> THE EXERCISE:
Exactly as they appear, copy the lines of the listing from the one containing "Can you see the blue paper" through the final line, both included, and nothing else.

## Start SUPPLIED DATA

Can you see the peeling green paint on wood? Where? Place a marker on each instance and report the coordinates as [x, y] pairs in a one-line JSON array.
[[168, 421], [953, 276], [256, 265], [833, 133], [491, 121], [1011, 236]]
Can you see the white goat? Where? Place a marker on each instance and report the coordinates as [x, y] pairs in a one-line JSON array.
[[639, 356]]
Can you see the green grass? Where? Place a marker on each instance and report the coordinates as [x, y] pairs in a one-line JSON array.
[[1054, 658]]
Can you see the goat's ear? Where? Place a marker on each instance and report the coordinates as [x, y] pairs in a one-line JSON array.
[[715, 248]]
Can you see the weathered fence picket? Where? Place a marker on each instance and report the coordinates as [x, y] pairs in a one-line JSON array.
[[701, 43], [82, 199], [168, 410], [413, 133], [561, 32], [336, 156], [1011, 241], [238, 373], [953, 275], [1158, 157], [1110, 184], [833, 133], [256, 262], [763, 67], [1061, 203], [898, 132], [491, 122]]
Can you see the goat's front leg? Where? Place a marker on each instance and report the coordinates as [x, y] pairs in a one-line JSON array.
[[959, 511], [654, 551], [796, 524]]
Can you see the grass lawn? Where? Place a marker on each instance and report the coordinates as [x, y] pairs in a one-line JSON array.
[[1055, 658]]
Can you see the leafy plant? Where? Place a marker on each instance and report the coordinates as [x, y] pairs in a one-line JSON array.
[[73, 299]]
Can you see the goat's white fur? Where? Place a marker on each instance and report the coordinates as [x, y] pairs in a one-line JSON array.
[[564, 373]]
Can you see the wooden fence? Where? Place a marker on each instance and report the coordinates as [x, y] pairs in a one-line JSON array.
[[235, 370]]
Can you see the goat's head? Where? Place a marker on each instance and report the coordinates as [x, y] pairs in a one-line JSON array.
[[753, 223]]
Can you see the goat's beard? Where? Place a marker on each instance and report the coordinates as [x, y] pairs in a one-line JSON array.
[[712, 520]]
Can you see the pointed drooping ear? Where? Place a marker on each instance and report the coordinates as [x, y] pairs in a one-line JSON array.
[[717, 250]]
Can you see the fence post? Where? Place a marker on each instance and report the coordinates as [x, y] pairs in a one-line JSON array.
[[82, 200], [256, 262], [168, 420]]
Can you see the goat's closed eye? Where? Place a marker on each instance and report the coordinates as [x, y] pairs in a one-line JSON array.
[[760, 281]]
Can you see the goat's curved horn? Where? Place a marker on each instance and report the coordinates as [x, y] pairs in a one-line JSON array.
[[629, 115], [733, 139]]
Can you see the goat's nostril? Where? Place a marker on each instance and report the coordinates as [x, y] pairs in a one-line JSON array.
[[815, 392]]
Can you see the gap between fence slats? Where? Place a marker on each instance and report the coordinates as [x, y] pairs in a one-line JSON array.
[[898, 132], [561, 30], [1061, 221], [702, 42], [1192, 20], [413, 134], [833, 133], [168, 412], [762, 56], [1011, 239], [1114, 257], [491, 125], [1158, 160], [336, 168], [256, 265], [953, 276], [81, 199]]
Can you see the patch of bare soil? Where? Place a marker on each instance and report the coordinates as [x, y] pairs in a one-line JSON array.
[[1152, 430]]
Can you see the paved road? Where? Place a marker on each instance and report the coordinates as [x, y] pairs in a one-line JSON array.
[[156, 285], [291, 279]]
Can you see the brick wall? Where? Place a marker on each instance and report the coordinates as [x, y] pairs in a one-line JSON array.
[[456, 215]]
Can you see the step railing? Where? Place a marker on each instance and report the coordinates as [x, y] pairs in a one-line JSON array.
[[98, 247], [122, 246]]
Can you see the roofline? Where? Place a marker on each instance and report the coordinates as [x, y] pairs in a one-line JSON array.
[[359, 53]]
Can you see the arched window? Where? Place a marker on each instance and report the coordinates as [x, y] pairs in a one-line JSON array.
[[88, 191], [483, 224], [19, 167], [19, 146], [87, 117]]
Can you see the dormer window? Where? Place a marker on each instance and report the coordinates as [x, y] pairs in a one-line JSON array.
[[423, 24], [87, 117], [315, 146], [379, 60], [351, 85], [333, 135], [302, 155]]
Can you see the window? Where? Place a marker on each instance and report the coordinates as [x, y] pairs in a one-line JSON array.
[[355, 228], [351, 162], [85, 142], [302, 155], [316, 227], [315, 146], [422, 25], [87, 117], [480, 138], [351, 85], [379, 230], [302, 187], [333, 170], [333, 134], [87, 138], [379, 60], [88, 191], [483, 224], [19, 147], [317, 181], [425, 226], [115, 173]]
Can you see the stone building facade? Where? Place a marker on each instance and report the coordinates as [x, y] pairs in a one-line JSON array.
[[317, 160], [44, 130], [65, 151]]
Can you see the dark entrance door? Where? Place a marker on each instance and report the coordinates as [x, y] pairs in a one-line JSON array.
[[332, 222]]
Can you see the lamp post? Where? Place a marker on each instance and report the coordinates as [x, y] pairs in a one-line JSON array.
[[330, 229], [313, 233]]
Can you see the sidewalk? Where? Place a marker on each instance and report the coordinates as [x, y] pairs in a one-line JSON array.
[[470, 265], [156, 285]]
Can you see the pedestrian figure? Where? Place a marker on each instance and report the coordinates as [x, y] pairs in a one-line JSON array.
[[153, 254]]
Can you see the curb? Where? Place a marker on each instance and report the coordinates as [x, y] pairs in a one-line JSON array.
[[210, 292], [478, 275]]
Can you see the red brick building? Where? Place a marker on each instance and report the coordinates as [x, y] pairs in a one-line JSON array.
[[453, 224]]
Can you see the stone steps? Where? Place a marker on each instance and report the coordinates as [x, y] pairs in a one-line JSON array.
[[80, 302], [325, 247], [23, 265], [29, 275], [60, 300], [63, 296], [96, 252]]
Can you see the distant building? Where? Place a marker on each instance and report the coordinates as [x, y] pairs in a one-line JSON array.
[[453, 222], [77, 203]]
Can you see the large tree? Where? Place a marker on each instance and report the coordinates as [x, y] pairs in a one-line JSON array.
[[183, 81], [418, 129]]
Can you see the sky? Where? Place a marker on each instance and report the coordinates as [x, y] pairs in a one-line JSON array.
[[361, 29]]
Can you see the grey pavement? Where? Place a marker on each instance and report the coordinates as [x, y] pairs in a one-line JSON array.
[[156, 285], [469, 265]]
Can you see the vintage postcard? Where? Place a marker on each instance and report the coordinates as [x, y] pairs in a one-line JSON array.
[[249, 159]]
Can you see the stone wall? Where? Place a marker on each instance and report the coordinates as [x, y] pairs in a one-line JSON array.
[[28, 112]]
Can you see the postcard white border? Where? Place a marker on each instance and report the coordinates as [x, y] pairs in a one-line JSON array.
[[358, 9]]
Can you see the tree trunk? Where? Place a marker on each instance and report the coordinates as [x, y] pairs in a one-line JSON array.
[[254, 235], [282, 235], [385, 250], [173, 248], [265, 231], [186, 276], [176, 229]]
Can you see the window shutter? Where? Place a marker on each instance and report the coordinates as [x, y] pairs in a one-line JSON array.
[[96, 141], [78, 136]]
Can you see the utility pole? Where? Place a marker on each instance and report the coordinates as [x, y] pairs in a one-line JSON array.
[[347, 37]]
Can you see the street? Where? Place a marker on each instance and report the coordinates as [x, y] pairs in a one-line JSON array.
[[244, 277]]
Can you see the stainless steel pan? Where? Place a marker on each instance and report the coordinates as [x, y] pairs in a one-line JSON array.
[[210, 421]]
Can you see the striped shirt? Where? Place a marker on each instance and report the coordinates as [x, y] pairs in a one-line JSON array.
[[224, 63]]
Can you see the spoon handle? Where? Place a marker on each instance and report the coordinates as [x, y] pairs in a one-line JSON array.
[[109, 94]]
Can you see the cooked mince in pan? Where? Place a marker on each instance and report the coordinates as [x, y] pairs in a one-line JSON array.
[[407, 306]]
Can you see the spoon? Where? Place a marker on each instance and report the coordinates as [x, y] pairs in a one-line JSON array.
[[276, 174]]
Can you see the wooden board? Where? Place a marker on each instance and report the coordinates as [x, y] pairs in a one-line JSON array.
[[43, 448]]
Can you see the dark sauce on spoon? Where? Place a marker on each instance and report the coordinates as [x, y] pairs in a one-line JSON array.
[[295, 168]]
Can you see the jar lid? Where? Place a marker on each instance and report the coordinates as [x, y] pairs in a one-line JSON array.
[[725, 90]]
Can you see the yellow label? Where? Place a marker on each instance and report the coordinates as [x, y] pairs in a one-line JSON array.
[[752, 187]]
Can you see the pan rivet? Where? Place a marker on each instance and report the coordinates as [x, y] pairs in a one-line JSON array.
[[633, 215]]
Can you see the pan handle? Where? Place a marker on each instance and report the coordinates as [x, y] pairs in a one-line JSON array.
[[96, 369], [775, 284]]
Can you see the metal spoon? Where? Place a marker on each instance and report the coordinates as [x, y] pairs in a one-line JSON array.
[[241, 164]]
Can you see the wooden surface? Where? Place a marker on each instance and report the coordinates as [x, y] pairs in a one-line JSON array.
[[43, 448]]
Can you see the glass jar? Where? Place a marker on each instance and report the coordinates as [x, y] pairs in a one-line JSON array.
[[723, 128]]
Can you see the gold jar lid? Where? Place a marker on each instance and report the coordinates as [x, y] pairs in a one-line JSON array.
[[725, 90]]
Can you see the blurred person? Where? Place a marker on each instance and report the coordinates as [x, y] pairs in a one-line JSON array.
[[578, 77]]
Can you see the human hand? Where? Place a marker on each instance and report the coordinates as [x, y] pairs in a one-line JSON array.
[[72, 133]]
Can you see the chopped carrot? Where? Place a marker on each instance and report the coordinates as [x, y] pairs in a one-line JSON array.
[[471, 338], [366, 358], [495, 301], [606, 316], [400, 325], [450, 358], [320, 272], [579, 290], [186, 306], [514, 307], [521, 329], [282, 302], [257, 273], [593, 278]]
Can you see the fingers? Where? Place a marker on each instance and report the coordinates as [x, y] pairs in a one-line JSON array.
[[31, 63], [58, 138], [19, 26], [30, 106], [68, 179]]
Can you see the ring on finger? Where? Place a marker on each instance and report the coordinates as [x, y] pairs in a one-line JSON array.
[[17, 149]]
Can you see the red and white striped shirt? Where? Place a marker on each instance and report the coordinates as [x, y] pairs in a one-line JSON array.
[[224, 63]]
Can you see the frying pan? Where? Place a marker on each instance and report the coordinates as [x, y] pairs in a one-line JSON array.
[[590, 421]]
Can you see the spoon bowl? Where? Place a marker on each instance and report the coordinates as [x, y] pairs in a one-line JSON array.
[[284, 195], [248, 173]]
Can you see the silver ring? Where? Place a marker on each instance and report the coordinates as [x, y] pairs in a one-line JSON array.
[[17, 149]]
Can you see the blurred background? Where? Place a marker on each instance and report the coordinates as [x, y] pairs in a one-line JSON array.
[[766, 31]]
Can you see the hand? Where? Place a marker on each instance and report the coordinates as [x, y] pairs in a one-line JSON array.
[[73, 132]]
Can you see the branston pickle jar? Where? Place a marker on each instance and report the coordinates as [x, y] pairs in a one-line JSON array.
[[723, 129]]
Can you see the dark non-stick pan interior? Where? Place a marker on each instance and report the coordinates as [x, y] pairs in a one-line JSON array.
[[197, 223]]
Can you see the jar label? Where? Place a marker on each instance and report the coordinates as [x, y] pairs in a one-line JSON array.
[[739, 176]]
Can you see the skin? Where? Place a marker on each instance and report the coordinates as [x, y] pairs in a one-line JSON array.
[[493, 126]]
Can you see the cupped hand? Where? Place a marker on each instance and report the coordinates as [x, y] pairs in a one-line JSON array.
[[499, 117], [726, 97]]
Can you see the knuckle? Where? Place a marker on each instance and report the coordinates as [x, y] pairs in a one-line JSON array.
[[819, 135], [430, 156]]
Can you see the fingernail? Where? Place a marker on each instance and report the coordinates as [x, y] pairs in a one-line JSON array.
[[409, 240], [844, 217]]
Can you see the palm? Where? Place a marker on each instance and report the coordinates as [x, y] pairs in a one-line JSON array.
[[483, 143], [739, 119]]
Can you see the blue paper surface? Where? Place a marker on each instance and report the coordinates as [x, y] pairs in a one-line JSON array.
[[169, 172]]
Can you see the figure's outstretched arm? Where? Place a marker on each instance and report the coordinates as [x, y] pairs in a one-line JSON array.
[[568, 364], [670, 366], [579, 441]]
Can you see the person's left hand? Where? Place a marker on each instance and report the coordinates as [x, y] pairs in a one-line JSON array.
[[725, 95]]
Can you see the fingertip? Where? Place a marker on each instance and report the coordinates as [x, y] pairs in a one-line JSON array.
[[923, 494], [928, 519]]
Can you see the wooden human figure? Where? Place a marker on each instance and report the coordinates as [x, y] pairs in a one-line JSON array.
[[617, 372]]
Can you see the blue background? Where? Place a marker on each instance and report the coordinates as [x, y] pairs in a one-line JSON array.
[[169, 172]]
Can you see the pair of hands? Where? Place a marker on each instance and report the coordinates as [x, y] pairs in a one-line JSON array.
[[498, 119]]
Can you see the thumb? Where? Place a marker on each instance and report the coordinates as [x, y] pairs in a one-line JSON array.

## End SUPPLIED DATA

> EXERCISE SOLUTION:
Can you see the blue paper surface? Where? Place a marker on each instance and report the coordinates as [x, y] pairs in a one-line JSON array.
[[169, 172]]
Can you see the figure's outstretched arm? Where? Place a marker on each instance and report the coordinates as [x, y] pairs in a one-line JSON array.
[[568, 364], [670, 366], [579, 441]]
Can you see the person's left hand? Where? Place a marker on each instance and report the coordinates as [x, y] pairs in a one-line JSON array.
[[725, 95]]
Can you see the fingertip? Where? Place a marker on each instance and report the coordinates as [x, y] pairs in a one-line JSON array.
[[923, 494], [928, 519]]
Can you see the wooden human figure? Where? Place a marker on each instance and report the coordinates as [x, y] pairs in a one-line JSON array.
[[617, 372]]
Can you see the blue background? Where? Place a marker on each instance and report the coordinates as [x, y] pairs in a one-line JSON array.
[[169, 172]]
Can you see the pair of hands? Where? Place a marker on each instance and report the coordinates as [x, y] pairs in a one-line JSON array.
[[498, 119]]
Can you see the thumb? Where? Place a marker on each instance and report the coordinates as [x, y] pairs in a one-line JSON array.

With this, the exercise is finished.